**What to work on**
Copy the items starting with the line containing "I need to find the high-rise" and going on through the line containing "[0,80,450,153]", replacing "fjord water" with "harbor water" and leaving everything else unchanged.

┌──

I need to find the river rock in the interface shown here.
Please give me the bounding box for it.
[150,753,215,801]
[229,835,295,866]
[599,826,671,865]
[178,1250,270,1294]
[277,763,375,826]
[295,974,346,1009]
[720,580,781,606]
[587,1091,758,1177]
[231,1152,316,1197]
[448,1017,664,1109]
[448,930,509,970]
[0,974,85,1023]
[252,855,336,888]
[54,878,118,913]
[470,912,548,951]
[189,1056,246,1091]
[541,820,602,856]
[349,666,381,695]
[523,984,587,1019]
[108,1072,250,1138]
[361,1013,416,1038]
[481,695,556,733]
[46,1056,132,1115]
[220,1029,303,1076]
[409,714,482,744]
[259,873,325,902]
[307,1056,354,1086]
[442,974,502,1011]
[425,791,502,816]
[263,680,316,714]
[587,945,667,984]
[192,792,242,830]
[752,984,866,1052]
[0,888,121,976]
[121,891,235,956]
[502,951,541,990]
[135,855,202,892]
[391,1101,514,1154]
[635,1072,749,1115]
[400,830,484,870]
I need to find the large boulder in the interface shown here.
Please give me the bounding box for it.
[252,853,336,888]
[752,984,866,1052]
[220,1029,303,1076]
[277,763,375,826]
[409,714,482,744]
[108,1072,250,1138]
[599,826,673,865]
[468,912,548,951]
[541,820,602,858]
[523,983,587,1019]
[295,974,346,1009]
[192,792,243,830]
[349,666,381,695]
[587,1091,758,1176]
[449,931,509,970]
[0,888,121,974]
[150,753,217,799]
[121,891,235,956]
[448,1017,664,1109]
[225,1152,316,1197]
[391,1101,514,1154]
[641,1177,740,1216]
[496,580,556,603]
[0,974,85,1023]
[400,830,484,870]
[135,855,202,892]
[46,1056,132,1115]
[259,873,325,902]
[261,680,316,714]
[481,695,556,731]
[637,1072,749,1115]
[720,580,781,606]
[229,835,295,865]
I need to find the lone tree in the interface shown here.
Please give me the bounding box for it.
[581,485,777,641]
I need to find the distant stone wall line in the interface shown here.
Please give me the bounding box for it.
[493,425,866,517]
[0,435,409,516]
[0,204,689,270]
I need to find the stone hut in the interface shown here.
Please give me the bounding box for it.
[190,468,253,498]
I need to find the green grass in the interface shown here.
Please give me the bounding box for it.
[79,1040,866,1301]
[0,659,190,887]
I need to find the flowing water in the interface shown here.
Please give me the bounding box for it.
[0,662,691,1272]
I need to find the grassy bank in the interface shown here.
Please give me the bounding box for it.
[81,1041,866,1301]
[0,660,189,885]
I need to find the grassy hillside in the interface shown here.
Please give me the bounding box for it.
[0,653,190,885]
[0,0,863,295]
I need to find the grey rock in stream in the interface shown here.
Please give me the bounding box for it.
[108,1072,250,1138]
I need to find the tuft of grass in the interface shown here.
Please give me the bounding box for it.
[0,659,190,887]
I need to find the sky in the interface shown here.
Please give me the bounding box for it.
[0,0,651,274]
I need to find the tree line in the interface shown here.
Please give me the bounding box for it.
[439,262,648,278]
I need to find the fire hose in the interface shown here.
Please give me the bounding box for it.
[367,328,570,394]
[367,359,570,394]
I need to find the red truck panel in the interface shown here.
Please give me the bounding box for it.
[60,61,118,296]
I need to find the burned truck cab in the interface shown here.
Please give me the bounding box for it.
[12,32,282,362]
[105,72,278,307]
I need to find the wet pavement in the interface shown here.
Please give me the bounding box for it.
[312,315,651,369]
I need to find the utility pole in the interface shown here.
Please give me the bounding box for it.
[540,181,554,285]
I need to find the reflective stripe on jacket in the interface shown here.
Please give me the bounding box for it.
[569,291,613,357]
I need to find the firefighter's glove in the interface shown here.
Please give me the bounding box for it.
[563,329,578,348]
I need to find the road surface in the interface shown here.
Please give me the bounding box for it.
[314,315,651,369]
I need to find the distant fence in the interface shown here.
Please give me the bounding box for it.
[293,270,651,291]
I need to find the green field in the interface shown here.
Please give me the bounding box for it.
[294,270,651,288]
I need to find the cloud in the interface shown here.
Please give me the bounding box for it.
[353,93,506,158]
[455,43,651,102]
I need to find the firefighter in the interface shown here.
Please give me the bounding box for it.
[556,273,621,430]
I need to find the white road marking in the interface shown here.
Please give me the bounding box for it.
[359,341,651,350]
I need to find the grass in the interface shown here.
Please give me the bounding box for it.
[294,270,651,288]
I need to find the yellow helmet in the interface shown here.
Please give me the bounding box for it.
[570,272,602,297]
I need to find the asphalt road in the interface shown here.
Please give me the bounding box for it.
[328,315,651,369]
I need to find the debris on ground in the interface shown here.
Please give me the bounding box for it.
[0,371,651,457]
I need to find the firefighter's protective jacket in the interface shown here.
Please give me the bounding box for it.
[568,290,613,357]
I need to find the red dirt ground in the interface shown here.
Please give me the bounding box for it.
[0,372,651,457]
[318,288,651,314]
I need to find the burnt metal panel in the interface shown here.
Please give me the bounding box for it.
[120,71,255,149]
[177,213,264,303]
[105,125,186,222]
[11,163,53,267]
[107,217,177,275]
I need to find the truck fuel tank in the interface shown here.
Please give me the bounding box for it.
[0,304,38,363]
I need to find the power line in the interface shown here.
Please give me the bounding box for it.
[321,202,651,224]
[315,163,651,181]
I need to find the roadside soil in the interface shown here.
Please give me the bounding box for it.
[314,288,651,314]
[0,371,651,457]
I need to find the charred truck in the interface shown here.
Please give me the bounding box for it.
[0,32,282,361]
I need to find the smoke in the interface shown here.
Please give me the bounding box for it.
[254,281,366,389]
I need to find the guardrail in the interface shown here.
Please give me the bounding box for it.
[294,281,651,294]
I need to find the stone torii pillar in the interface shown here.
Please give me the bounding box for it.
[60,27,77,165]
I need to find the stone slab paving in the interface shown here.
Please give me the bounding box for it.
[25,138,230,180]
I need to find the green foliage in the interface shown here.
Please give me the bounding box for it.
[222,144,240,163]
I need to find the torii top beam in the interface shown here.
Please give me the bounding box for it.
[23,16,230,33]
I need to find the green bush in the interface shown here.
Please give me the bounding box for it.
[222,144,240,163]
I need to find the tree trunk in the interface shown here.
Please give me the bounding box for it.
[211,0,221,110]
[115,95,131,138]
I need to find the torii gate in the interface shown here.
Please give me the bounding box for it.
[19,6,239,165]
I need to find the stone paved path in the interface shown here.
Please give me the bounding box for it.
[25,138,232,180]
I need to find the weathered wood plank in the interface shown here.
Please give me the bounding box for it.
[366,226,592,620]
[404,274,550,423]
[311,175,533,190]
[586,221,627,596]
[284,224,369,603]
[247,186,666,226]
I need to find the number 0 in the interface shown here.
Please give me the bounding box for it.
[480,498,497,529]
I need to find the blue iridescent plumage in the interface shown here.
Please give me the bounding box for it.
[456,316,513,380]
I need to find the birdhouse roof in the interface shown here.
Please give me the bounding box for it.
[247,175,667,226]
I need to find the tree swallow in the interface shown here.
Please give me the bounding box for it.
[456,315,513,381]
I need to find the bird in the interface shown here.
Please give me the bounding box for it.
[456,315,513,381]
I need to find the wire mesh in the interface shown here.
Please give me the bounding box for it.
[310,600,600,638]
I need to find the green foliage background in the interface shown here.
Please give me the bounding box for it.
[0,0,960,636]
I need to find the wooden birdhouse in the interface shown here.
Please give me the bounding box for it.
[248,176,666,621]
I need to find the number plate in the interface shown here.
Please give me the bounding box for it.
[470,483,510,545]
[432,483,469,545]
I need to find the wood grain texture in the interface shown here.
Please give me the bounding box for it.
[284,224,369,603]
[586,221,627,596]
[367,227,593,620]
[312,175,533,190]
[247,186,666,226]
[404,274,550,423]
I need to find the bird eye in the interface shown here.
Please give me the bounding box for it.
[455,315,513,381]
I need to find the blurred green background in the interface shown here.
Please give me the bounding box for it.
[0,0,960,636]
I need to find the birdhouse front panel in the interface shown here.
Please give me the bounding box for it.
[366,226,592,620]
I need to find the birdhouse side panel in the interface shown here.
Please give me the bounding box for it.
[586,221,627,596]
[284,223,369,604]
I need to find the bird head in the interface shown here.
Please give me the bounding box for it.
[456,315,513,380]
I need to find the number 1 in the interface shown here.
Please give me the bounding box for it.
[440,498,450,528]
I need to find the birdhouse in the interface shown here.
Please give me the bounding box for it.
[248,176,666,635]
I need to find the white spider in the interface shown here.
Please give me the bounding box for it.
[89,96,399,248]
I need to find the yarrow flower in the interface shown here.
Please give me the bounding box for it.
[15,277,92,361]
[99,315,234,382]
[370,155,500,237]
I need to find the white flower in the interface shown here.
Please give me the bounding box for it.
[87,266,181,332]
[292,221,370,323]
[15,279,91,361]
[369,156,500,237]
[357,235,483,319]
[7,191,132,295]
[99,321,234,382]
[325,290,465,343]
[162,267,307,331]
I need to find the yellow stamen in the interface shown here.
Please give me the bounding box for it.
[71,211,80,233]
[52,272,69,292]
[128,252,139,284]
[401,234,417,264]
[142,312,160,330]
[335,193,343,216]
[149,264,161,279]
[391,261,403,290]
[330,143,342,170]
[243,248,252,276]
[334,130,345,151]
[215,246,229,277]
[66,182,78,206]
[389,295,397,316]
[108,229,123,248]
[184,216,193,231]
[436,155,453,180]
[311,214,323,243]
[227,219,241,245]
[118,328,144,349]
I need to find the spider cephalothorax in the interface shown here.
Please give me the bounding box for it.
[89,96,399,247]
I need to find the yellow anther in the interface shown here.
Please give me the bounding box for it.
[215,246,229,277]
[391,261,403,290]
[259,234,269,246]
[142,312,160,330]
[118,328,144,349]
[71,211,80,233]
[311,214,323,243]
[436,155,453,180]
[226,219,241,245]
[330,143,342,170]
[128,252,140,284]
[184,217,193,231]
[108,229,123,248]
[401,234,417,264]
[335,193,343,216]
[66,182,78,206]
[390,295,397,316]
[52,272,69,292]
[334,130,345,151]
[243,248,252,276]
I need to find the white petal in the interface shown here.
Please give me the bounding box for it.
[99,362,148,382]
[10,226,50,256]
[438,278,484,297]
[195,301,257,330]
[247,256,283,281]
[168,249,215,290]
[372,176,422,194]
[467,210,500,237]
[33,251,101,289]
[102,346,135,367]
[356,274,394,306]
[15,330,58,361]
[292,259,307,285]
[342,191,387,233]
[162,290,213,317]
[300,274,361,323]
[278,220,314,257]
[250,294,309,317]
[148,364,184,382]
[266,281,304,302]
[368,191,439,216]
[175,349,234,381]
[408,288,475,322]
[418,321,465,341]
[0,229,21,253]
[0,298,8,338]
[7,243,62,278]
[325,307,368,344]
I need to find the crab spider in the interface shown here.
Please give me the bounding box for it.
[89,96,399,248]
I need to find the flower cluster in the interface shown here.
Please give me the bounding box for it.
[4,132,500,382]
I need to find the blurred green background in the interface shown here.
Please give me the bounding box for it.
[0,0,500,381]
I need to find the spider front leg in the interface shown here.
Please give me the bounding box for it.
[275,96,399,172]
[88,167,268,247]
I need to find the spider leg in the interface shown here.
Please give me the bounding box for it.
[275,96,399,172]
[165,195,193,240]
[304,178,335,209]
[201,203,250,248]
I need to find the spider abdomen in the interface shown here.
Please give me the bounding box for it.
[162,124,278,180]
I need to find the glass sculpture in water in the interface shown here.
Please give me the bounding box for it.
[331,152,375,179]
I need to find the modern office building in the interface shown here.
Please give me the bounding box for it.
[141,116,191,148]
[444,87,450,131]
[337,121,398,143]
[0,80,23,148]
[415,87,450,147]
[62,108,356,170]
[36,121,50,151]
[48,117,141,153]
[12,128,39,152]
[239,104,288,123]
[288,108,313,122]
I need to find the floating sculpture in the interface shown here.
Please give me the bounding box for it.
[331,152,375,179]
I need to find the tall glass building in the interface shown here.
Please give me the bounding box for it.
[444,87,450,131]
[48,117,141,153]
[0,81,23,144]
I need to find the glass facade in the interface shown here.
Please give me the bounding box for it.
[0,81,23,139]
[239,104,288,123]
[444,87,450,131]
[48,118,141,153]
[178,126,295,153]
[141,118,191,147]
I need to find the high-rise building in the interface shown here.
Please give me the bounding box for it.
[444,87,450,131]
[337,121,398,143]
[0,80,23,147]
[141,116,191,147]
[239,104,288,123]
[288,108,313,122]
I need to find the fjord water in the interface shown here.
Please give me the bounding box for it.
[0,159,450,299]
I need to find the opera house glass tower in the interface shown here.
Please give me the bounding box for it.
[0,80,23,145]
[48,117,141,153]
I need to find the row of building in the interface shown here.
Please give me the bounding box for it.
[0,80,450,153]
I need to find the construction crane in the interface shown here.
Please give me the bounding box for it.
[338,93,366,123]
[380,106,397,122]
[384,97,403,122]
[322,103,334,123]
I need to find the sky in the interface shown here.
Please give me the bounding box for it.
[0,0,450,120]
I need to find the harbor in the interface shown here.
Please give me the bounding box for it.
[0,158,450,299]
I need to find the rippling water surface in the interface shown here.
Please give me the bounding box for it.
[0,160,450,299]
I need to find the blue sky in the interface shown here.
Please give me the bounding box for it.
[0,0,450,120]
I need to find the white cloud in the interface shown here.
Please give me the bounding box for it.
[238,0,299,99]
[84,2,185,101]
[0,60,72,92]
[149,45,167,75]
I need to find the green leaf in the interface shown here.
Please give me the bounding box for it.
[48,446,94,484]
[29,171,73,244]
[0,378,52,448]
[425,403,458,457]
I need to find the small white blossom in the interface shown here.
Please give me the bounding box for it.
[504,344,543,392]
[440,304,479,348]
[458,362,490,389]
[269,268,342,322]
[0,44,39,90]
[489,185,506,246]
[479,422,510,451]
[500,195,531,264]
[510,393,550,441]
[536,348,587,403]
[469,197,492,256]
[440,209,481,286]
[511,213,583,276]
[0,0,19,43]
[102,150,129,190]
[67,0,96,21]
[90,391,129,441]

└──

**Full answer**
I need to find the high-rise building in the interface shown here.
Please give me the bounding box for it.
[444,87,450,131]
[337,121,398,143]
[0,80,23,147]
[141,116,191,147]
[239,104,288,123]
[288,108,313,122]
I need to find the harbor water in the interface shown here.
Please give me the bounding box for it.
[0,159,450,299]
I need to find the opera house glass tower in the interface shown here.
Please give me the bounding box for it.
[0,80,23,145]
[48,117,141,153]
I need to find the row of building in the interface shown here.
Please give me the bounding box for it.
[0,80,450,153]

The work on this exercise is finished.